[Point placement items]
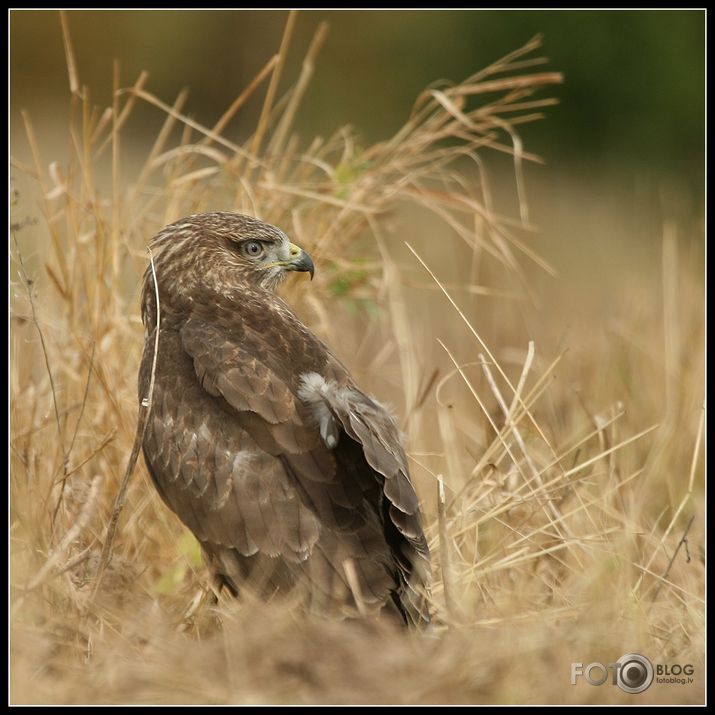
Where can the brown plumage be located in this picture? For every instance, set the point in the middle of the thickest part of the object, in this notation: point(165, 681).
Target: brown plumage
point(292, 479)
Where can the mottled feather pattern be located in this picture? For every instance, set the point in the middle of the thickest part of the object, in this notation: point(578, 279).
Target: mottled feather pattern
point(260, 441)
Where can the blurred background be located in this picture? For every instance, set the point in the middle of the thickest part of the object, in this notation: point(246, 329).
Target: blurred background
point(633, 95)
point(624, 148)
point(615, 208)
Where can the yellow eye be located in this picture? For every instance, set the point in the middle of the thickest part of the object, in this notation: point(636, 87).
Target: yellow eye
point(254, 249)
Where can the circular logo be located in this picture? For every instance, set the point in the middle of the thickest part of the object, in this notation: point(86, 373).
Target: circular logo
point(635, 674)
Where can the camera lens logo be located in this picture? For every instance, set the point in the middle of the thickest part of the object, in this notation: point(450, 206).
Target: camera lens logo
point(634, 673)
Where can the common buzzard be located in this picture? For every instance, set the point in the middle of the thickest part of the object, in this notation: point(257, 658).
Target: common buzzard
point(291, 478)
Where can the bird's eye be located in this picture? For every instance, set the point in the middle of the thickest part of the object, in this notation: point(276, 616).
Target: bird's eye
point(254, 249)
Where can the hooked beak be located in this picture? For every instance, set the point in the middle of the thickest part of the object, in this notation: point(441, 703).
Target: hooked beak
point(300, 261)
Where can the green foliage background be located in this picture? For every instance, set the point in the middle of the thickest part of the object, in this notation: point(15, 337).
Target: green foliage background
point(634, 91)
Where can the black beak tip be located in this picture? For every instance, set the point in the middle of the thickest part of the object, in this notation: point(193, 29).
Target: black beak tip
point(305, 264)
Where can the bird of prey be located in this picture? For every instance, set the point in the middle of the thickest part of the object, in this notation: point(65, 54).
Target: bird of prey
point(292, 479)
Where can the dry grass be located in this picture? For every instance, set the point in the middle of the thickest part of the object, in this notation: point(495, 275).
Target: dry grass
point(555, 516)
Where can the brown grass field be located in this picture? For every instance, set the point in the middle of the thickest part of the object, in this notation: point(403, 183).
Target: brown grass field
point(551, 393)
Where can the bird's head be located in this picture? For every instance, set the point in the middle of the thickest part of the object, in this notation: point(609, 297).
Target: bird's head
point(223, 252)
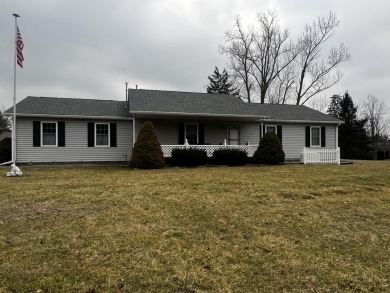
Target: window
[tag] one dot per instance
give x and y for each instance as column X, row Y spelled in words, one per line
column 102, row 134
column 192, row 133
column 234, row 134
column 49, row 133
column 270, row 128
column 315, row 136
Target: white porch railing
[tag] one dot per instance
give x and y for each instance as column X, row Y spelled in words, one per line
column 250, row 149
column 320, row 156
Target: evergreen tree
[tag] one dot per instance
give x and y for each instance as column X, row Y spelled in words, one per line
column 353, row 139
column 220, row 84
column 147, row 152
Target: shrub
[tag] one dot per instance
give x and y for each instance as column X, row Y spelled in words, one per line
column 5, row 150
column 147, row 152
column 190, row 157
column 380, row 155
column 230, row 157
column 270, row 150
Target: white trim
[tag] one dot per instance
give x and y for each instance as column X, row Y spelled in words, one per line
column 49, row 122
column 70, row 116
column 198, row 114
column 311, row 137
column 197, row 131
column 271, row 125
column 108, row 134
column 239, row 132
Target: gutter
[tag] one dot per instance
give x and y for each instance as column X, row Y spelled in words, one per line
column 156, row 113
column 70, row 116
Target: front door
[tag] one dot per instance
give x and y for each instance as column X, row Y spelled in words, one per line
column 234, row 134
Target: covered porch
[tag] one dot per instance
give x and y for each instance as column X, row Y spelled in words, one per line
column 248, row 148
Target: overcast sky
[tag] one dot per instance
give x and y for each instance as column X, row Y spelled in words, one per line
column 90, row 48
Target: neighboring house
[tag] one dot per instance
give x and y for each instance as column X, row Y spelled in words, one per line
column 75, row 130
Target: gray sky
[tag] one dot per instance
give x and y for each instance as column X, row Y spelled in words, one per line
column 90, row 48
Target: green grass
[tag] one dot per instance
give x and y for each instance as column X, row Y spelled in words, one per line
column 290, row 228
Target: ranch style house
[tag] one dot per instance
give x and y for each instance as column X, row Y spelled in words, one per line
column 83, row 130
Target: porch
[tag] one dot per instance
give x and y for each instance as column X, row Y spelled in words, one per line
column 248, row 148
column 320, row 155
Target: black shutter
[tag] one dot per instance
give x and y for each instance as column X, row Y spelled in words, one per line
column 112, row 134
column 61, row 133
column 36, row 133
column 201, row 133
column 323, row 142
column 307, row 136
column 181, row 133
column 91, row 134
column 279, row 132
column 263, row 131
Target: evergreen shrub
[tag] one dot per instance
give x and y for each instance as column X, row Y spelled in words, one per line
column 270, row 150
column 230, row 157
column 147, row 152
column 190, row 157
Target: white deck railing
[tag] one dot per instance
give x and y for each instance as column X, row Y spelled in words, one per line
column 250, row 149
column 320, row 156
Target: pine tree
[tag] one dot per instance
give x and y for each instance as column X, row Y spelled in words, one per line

#### [Goal]
Rewrite every line of the items above, swapping "thickest part" for "widest part" wherever it occurs and leaving everything else unchanged. Omit the pictures from your answer.

#### [Solved exercise]
Where can the brown plumage be located in this picture? For every instance, set the point in the middle of the widest part of the object, in this notation: point(165, 681).
Target: brown plumage
point(292, 479)
Where can the mottled feather pattern be located in this picture? For every instance, set the point in the middle of the widest part of the object, in this notation: point(578, 279).
Target: mottled feather pattern
point(260, 441)
Where can the blurred background be located in this picture? For every instance, set the point in the middle of the widest part of the object, in this notation: point(246, 329).
Target: blurred background
point(633, 95)
point(624, 148)
point(615, 208)
Where can the yellow eye be located in this picture? For every instance, set the point in the middle of the widest part of the object, in this notation: point(636, 87).
Target: yellow eye
point(254, 249)
Where can the circular logo be located in this picture? For every instance, set the point in the middle of the widest part of the object, in this notation: point(86, 373).
Target: circular logo
point(635, 674)
Where can the camera lens logo be located in this picture? For every instance, set the point in the middle of the widest part of the object, in this notation: point(450, 206).
Target: camera lens logo
point(634, 673)
Where can the common buzzard be located in this picture? For every instance, set the point in the middle of the widest part of the object, in this notation: point(257, 658).
Target: common buzzard
point(291, 478)
Where can the bird's eye be located in this picture? For every instance, set the point in the middle of the widest part of the object, in this notation: point(276, 616).
Target: bird's eye
point(254, 249)
Where can the hooked beak be located in this picture? For every instance, set the point in the middle of the widest part of the object, in this notation: point(441, 703).
Target: hooked beak
point(300, 261)
Where can the green foliage background be located in this picture? For every instance, set the point in the middle of the widest part of the object, in this notation: point(15, 337).
Target: green foliage background
point(634, 91)
Where can the black beak tip be located in this picture? For every instance, set the point in the middle of the widest part of the object, in this notation: point(193, 29).
Target: black beak tip
point(305, 264)
Where can the bird of prey be located in this picture? For every instance, set the point in the middle of the widest part of the object, in this notation: point(65, 54).
Target: bird of prey
point(292, 479)
Where can the dry grass be located in this picture? For every instance, set the point in the middle of the widest part of the object, in this notation: point(495, 275).
Target: dry grass
point(555, 516)
Where can the brown grass field be located in this picture? For every instance, set the point in the middle of the widest part of the object, in this notation: point(403, 183).
Target: brown grass field
point(551, 393)
Where can the bird's head be located in this picture? For every instance, set the point in the middle of the widest part of the object, in this notation: point(609, 297).
Target: bird's head
point(223, 252)
Target: window
[tag] one dot per instance
give x and y for each instance as column X, row Y spelled in words, one per line
column 102, row 134
column 192, row 133
column 234, row 134
column 49, row 133
column 270, row 128
column 315, row 136
Target: white porch railing
[tag] one dot per instance
give x and y for each instance as column X, row Y spelled in words, one per line
column 250, row 149
column 320, row 156
Target: evergreen tree
[tag] one dot per instance
give x and y for each instance as column X, row Y spelled in words, one per line
column 353, row 139
column 220, row 84
column 147, row 152
Target: shrub
[tag] one dot per instance
give x and y for each instance as column X, row Y spelled in words, one per line
column 5, row 150
column 147, row 152
column 190, row 157
column 380, row 155
column 230, row 157
column 270, row 150
Target: white trim
[tag] one dot per instance
give x and y for each instance as column X, row Y spelled in words, one per line
column 49, row 122
column 70, row 116
column 198, row 114
column 311, row 137
column 197, row 131
column 271, row 125
column 108, row 134
column 239, row 132
Target: gutter
[tag] one dot per instance
give x and y for each instance as column X, row Y spelled in words, one per line
column 156, row 113
column 70, row 116
Target: front door
[tag] one dot per instance
give x and y for each instance as column X, row Y spelled in words, one per line
column 234, row 134
Target: covered porch
[tag] one dot per instance
give x and y for each instance as column X, row Y spelled in words, one per line
column 248, row 148
Target: overcast sky
[tag] one dot per instance
give x and y for each instance as column X, row Y spelled in words, one per line
column 90, row 48
Target: neighboring house
[tag] one dot per instance
give x and y for each instance as column X, row Y spelled in words, one per line
column 75, row 130
Target: gray sky
[tag] one dot per instance
give x and y for each instance as column X, row Y spelled in words, one per line
column 90, row 48
Target: green grass
[tag] one dot per instance
give x and y for each instance as column X, row Y spelled in words, one per line
column 290, row 228
Target: ranch style house
[tag] one dot per instance
give x and y for each instance as column X, row Y spelled in words, one per line
column 83, row 130
Target: porch
[tag] one dot per instance
give x and y for each instance as column X, row Y spelled in words, one per line
column 248, row 148
column 320, row 155
Target: black shutter
[tag] one dot per instance
give x and y for each instance as column X, row Y spelled in words, one per line
column 112, row 134
column 61, row 133
column 36, row 133
column 201, row 133
column 323, row 142
column 307, row 136
column 181, row 133
column 91, row 134
column 279, row 132
column 263, row 131
Target: evergreen shrub
[tag] one dot per instance
give x and y for each instance as column X, row Y spelled in words, one per line
column 270, row 150
column 230, row 157
column 147, row 152
column 190, row 157
Target: white deck railing
[tag] one dot per instance
give x and y for each instance as column X, row Y spelled in words, one per line
column 250, row 149
column 320, row 156
Target: pine tree
[tag] one dot per instance
give x and y for each instance as column X, row Y spelled in words, one per line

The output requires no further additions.